Extrait:
-*-

Je suis couché sur le dos, à la belle étoile, fixant les cieux, étourdi, presque effrayé par l’immensité de la Voie Lactée. Je suis au bout du monde, comme j’en rêvais depuis longtemps, chez les Bororos, des éleveurs peuls qui vivent dans le sud du Sahara.
Mais je suis incapable d’en profiter. J’ai une tourista spectaculaire qui m’oblige à des va-et-vient incessants dans le désert, et les dernières braises du feu qu’ont allumé pour moi les nomades qui m’accueillent dans leur campement achèvent de se consumer. Le froid m’a réveillé. Un froid comme je n’en ai jamais connu, même dans mes pires hivers canadiens.
Je m’enroule du mieux que je peux dans la couverture qu’un ami nigérien m’a prêtée, en me souhaitant bonne chance, lorsque je lui ai annoncé que je partais seul pour plusieurs jours. J’ai enfilé tout ce que j’ai: un tee-shirt, une chemise et un pull. Mais rien n’y fait. Je suis allongé sur une natte posée sur le sable et je découvre avec effroi ce qui aurait dû être une évidence: le désert est un univers minéral qui, la nuit en décembre, ne retient pas la chaleur, même torride, de la journée.
J’ai la tête et les tempes qui gèlent. Sous la voute céleste, mes pensées entrent en collision avec une force inouïe, comme des galaxies qui s’entrechoquent, des supernovae qui explosent. Les Bororos dorment plus loin, quelque part derrière des buissons. J’ai peur de ne pas tenir jusqu’à l’aube mais, par fierté, je n’ose pas les réveiller.

-*-

Consignes écrites:
A) D'après l'extrait, quel objet un ami nigérien a-t-il prêté avant le départ ?
B) Traduisez en anglais cette phrase de l'extrait : « Les Bororos dorment plus loin, quelque part derrière des buissons. »
C) Poursuivez le récit de cette nuit glaciale chez les Bororos à la suite de la dernière phrase de l'extrait.
Les lignes ci-dessous forment un matériau indépendant de l'extrait.

Lignes fournies:
-*-

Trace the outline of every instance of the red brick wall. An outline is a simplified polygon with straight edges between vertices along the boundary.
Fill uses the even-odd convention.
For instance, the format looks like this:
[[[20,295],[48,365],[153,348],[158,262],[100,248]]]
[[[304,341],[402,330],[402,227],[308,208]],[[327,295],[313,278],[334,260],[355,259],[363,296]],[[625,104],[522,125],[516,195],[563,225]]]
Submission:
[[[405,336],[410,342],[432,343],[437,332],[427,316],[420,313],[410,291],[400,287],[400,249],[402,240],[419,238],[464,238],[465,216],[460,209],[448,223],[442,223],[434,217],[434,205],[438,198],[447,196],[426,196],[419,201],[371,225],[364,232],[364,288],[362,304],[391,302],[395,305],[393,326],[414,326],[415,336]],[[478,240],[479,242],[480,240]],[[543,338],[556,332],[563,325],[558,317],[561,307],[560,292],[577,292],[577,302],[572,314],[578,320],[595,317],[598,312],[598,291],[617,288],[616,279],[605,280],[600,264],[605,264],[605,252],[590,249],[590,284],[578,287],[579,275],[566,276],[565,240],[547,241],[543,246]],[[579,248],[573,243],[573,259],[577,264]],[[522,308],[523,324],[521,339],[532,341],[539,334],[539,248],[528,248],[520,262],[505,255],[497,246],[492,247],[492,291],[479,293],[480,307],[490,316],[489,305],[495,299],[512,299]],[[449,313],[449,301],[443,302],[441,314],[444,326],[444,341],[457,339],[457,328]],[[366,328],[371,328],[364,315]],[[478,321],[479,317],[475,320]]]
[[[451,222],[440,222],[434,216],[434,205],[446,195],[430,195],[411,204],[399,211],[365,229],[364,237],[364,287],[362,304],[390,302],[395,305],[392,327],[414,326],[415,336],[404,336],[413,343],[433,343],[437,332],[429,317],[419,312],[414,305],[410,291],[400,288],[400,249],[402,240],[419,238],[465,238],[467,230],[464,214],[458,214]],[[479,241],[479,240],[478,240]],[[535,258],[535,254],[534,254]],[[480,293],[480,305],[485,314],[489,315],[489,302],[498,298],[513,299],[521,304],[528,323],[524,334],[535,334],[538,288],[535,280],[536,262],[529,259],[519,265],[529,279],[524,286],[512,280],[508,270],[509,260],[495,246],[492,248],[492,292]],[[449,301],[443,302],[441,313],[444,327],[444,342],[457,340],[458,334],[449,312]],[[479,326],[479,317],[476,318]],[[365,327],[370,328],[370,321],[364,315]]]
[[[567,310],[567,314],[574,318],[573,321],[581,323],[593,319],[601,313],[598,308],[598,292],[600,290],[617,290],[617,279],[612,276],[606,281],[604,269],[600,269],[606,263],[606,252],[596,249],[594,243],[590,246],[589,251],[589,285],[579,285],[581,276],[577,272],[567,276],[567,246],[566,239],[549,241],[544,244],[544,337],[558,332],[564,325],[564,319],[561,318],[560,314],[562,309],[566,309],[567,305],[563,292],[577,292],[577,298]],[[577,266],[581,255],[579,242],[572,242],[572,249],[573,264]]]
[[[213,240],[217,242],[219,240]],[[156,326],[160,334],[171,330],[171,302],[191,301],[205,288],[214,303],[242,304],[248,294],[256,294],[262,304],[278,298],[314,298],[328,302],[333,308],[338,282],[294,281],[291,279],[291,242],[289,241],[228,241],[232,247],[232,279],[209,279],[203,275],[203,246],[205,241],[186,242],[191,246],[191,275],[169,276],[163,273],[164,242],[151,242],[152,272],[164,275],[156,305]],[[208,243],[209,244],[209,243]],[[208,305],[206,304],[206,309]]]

-*-

Liste des réponses:
A) Une couverture.

B) The Bororos are sleeping farther off, somewhere behind some bushes.

C)
Je suis prisonnier de ces pensées qui se bousculent de plus en plus vite et violemment. Que suis-je venu chercher ici, à une journée de route, trois jours de pistes et des heures de marche de la « civilisation » ? Quelle mouche m’a piqué pour m’exposer à de tels risques? Il n’y a pas de sortie de secours dans le désert. Impossible de faire marche arrière. Ce n’est plus un jeu.
Pour conjurer la panique que je sens monter, je déroule le fil qui m’a conduit jusqu’ici.
Le portrait d’une vache
Une journaliste avec qui je travaille en France a piqué ma curiosité en me parlant de ces nomades dont l’univers tourne autour de leurs animaux, des zébus noirs aux reflets rouges et aux immenses cornes blanches, comme des lyres.
Ces Peuls disposent dans leur langue de 150 adjectifs pour décrire la palette de nuances de la robe d’une vache (couleurs, formes, taille, nombre et emplacement des taches), ce qui en dit long sur l’importance du troupeau dans leur mode de vie et facilite les choses quand vient le temps de décrire et retracer un animal égaré.
Ces hommes et ces femmes sont les Eskimos du désert, des champions de la survie en milieu extrême. Les Bororos, aussi appelés Woodabés, sont célèbres pour le Gerewool, un grand événement annuel où les jeunes nomades sortent leurs plus jolies plumes et exposent la blancheur de leurs dents et de leurs yeux pour séduire les filles, un concours de beauté vital dans le désert, un contexte qui ne se prête pas trop aux rencontres fortuites (voir des photos).
Les Bororos ne connaissent pas l’argent et vivent surtout du troc. Ils sont obsédés par la beauté des vaches autant que celle des hommes, des animaux auxquels ils dédient des poèmes et des chansons. Alors j’ai eu l’idée de faire le portrait d’une vache, un portrait radiophonique où j’ai l’intention de peindre l’univers d’un éleveur par petites touches sonores: chansons, poèmes, extraits d’interviews, beuglements et ambiances diverses.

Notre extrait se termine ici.